=== Provided records ===

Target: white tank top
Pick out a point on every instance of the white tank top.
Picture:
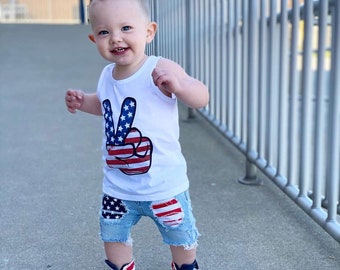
(141, 150)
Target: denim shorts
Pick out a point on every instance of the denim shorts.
(172, 216)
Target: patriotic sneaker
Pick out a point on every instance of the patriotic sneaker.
(192, 266)
(128, 266)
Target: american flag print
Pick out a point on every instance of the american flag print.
(127, 149)
(168, 212)
(112, 208)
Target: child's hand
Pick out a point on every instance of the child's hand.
(167, 76)
(171, 78)
(74, 99)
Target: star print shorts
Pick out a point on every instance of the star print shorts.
(173, 217)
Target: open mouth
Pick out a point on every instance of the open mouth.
(119, 50)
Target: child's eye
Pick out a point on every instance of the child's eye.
(126, 28)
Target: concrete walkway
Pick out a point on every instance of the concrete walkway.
(50, 181)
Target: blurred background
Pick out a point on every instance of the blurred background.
(43, 11)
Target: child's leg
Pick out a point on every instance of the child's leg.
(118, 254)
(183, 256)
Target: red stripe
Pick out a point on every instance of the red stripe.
(115, 161)
(169, 213)
(165, 204)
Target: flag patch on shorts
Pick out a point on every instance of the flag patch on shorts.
(112, 208)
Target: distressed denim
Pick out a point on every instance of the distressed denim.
(173, 217)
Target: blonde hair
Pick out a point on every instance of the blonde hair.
(144, 4)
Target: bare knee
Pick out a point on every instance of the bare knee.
(118, 253)
(183, 255)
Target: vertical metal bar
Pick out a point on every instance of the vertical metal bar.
(272, 91)
(230, 68)
(307, 92)
(333, 159)
(293, 96)
(251, 170)
(217, 57)
(283, 93)
(262, 79)
(210, 14)
(244, 83)
(188, 46)
(223, 63)
(319, 129)
(238, 32)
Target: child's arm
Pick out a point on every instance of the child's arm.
(170, 77)
(78, 100)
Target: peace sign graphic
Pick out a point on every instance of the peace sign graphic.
(127, 149)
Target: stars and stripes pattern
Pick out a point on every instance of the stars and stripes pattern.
(127, 149)
(168, 212)
(125, 121)
(112, 208)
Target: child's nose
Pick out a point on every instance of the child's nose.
(116, 37)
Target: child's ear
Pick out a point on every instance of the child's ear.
(91, 37)
(151, 32)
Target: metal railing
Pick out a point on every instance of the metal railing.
(273, 70)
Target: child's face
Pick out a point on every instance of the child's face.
(121, 30)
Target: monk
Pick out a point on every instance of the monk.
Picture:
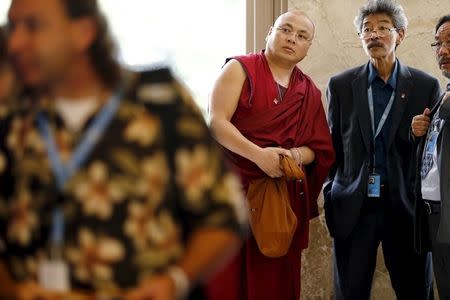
(263, 106)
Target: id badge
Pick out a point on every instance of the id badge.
(54, 275)
(373, 187)
(431, 143)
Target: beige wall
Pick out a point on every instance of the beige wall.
(335, 48)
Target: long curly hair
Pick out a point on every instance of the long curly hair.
(103, 52)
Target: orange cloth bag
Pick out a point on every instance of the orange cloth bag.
(272, 220)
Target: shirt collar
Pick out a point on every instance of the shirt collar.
(392, 81)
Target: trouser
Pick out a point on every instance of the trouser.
(355, 256)
(441, 255)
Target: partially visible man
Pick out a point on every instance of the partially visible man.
(8, 82)
(369, 198)
(263, 105)
(432, 219)
(111, 184)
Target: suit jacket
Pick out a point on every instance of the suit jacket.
(422, 239)
(350, 125)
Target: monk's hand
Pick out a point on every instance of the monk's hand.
(446, 96)
(420, 123)
(157, 288)
(31, 290)
(268, 160)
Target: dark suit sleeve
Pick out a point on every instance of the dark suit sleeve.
(435, 98)
(334, 125)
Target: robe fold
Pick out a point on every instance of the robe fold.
(298, 119)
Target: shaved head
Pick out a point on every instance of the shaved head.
(294, 13)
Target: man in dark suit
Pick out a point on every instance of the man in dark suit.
(369, 195)
(432, 222)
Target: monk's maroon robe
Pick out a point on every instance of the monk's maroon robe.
(297, 120)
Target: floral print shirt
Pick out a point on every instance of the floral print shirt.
(155, 176)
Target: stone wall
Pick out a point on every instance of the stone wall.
(335, 48)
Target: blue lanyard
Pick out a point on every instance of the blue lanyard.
(63, 172)
(382, 120)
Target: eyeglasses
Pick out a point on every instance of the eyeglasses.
(436, 46)
(380, 32)
(286, 31)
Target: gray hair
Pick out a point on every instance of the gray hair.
(389, 7)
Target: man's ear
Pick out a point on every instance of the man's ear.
(84, 33)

===

#### Stated goal
Retype exactly, please, each line from the line that contains "Target: robe fold" through the last line of the entries above, with nothing added.

#### Result below
Target: robe fold
Pick out a point on every instance of the robe fold.
(298, 119)
Target: shaved head
Pick out a point on every instance of the shaved head.
(294, 13)
Target: man in dark suit
Pick out a point on every instance of the man in dark suit.
(369, 195)
(432, 222)
Target: monk's maroon robe
Pick out a point on every instance of the monk's maroon robe.
(297, 120)
Target: floral print shirt
Pick out a point on every instance of the floral print shirt.
(155, 176)
Target: stone wall
Pick out a point on every instance of the stone wall.
(335, 48)
Target: blue lanyard
Pick out a point on every instance of the blue lanyard.
(63, 172)
(382, 120)
Target: eyeglasses
Pick out a point on every instance of the eyeglasses.
(436, 46)
(380, 32)
(286, 31)
Target: gray hair
Pick out a point on every instance of the gray hair.
(389, 7)
Target: man's ear
Pick out a point on every instance of the man's ear.
(84, 33)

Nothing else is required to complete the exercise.